» **Stated problem**:
Recast the stretch of the material that opens with the line containing "Target: green velvet sofa" and closes with the line containing "column 68, row 17", both of those lines included, as a JSON list of strings with one string per line. Leave out blank lines and the pictures.

___ Supplied material

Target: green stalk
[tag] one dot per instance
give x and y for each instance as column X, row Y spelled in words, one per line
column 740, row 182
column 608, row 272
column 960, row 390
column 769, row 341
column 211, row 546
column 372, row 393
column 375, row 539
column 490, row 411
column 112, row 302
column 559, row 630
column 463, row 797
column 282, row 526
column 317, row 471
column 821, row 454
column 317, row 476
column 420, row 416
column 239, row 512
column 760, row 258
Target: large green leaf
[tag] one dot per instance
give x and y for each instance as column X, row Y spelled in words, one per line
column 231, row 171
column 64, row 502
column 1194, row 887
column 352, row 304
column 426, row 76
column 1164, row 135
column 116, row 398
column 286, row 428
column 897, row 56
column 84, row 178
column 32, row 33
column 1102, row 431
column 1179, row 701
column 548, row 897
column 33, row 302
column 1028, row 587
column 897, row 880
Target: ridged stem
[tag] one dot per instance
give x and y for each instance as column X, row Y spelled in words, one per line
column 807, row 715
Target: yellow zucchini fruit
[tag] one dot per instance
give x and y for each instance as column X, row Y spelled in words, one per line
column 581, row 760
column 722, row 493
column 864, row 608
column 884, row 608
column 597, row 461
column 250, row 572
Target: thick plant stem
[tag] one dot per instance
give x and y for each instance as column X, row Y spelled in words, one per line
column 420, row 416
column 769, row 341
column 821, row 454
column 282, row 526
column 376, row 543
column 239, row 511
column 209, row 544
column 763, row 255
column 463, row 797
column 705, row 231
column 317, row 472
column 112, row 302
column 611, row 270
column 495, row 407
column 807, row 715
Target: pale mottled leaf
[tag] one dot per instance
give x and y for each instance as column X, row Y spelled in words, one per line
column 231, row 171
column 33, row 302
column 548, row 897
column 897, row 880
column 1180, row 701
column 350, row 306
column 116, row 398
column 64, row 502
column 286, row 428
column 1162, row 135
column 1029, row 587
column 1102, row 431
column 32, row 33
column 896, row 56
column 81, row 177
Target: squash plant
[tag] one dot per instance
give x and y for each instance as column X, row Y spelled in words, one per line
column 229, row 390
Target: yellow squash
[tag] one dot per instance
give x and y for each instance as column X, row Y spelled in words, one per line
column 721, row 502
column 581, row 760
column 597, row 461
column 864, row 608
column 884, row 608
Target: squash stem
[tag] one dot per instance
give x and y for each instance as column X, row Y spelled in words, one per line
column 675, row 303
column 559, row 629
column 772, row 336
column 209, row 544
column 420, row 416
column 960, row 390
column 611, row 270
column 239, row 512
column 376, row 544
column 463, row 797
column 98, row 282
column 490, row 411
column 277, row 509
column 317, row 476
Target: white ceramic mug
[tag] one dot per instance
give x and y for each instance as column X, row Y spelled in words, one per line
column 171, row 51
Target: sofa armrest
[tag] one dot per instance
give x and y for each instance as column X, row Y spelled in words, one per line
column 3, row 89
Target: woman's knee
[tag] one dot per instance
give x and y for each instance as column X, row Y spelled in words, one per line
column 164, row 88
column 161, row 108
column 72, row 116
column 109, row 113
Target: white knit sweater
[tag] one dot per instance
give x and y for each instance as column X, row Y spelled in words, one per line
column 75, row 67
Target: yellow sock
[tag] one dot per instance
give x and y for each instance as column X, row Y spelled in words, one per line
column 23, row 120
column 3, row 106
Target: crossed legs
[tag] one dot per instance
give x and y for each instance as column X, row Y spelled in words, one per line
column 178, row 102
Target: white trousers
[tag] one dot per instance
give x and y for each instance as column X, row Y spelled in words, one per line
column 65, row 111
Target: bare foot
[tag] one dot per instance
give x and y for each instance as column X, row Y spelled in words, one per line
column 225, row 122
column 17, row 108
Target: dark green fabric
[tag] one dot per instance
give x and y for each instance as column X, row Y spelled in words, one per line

______
___ Supplied material

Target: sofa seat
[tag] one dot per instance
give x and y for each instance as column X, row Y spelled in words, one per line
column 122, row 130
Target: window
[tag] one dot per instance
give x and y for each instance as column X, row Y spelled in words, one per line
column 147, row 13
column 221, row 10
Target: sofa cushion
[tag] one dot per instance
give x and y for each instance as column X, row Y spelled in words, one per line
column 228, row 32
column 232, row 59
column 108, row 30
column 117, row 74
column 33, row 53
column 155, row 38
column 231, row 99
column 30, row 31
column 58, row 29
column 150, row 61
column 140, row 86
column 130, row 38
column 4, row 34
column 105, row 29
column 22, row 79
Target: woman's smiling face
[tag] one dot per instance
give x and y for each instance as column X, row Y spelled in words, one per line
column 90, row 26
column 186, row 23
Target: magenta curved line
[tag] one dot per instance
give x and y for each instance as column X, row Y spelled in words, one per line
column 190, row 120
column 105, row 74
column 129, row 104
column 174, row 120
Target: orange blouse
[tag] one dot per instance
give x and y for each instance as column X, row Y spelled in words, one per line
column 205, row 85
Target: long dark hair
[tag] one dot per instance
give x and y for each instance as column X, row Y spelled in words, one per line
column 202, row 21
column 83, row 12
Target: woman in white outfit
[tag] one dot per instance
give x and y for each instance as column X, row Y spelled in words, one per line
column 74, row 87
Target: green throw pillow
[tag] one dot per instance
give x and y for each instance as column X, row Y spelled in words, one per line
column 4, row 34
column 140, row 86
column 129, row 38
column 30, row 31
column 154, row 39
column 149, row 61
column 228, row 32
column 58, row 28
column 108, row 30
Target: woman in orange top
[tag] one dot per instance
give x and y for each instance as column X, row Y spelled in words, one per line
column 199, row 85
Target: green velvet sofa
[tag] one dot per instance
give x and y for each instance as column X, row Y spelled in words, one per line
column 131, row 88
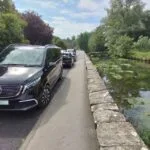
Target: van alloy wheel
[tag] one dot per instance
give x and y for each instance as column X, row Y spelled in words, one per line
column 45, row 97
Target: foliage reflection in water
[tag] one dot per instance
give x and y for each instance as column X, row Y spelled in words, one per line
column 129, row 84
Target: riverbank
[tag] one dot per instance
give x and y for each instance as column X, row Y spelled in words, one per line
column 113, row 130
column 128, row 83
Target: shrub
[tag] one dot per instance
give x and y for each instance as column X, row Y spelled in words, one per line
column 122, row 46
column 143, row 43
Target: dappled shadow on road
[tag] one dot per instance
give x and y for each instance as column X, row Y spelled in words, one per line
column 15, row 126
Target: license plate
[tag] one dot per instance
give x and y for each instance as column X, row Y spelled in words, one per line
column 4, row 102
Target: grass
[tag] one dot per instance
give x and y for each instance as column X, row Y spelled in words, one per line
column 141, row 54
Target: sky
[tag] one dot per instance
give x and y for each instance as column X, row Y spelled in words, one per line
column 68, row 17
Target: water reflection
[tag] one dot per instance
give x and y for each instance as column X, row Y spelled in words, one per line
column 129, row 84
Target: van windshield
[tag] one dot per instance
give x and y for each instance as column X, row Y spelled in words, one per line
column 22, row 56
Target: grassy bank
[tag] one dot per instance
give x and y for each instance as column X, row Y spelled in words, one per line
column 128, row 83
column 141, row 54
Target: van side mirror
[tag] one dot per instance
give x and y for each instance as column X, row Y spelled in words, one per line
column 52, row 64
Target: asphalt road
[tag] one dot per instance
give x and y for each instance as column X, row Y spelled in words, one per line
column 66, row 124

______

» **Worked answer**:
[
  "Target: green velvet sofa",
  "[tag] one dot per instance",
  "give x and y for each instance as column X, row Y spelled in words, one per line",
  "column 131, row 88",
  "Target: van alloy wheel",
  "[tag] one dot per instance",
  "give x and y for each instance as column X, row Y spelled in words, one per line",
  "column 45, row 97",
  "Target: foliage reflection in water",
  "[tag] one dot per instance",
  "give x and y for each instance as column X, row Y spelled in words, one per line",
  "column 129, row 84",
  "Target: riverbank",
  "[tag] one dot per instance",
  "give x and y for each instance as column X, row Y spelled in words, one per line",
  "column 113, row 130",
  "column 128, row 83",
  "Target: shrub",
  "[tag] one dot per instance",
  "give x and y for each instance as column X, row Y spelled in words, one per line",
  "column 122, row 46",
  "column 143, row 43",
  "Target: dappled shadow on road",
  "[tag] one dot per instance",
  "give x and y for each instance as column X, row Y spelled in words, one per line",
  "column 15, row 126",
  "Target: license plate",
  "[tag] one dot per instance",
  "give x and y for each instance as column X, row Y spelled in words, one per line",
  "column 4, row 102",
  "Target: grass",
  "[tag] one dot per instance",
  "give x and y for each instance as column X, row Y spelled in words, one per line",
  "column 141, row 54",
  "Target: sky",
  "[tag] one dot per instance",
  "give x and y for each instance as column X, row Y spelled in words, one per line",
  "column 68, row 17"
]